- Records from a data source
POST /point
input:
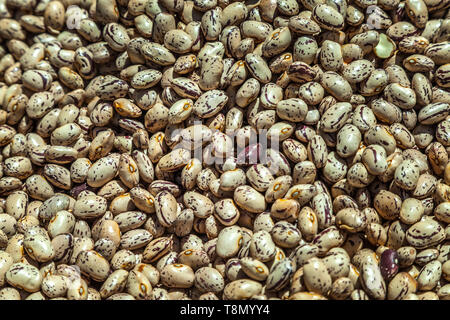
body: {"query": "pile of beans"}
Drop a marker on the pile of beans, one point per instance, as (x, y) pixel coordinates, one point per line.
(211, 149)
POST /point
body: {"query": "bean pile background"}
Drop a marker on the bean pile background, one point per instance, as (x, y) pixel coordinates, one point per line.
(217, 149)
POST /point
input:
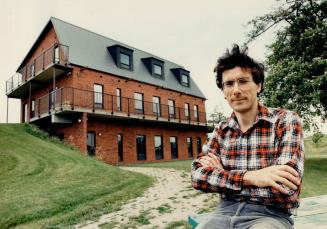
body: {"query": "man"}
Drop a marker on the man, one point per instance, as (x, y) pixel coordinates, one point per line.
(254, 159)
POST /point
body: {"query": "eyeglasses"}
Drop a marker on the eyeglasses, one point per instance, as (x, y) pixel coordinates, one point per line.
(241, 83)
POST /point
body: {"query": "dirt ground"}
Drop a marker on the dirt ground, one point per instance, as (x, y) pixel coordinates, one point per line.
(168, 202)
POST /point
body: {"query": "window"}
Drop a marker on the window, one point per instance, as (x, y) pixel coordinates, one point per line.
(185, 80)
(138, 98)
(156, 105)
(32, 69)
(33, 108)
(187, 110)
(198, 144)
(91, 143)
(171, 108)
(189, 147)
(196, 111)
(125, 61)
(25, 113)
(118, 94)
(98, 95)
(122, 56)
(154, 66)
(173, 147)
(120, 147)
(56, 55)
(157, 70)
(158, 147)
(140, 148)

- WORK REQUIRED
Recast every line of the records above as a Markdown table with the columns Row and Line, numbering the rows and skipping any blank lines. Leave the pictures out of the table.

- WRITTEN SOLUTION
| Row | Line |
|---|---|
| 1 | POST /point |
| 2 | input: |
| 3 | body: {"query": "pile of beans"} |
| 4 | Drop a marker on the pile of beans, one point per instance, as (x, y) pixel coordinates, one point per line. |
| 5 | (211, 149) |
| 6 | POST /point |
| 7 | body: {"query": "bean pile background"} |
| 8 | Drop a marker on the bean pile background, one point per instance, as (x, y) pixel coordinates, one point per line. |
| 9 | (217, 149) |
| 10 | POST /point |
| 11 | input: |
| 12 | body: {"query": "man"} |
| 13 | Drop a marker on the man, one point per instance, as (x, y) pixel coordinates, one point per line. |
| 14 | (254, 159) |
| 15 | POST /point |
| 16 | body: {"query": "eyeglasses"} |
| 17 | Drop a marker on the eyeglasses, one point per instance, as (x, y) pixel coordinates, one point per line. |
| 18 | (241, 83) |
| 19 | POST /point |
| 20 | body: {"query": "dirt ground"} |
| 21 | Drop a marker on the dirt ground, one point per instance, as (x, y) pixel coordinates, one point per line. |
| 22 | (168, 202) |
| 23 | POST /point |
| 24 | body: {"query": "window"} |
| 25 | Drop a marker on the window, one point per instance, as (x, y) pixel coordinates, one point per line. |
| 26 | (185, 80) |
| 27 | (138, 98) |
| 28 | (156, 105) |
| 29 | (32, 69) |
| 30 | (33, 108) |
| 31 | (187, 110) |
| 32 | (198, 144) |
| 33 | (91, 143) |
| 34 | (171, 108) |
| 35 | (189, 147) |
| 36 | (196, 111) |
| 37 | (125, 61) |
| 38 | (25, 113) |
| 39 | (118, 94) |
| 40 | (98, 95) |
| 41 | (122, 56) |
| 42 | (154, 66) |
| 43 | (173, 147) |
| 44 | (120, 147) |
| 45 | (56, 55) |
| 46 | (157, 70) |
| 47 | (158, 147) |
| 48 | (140, 148) |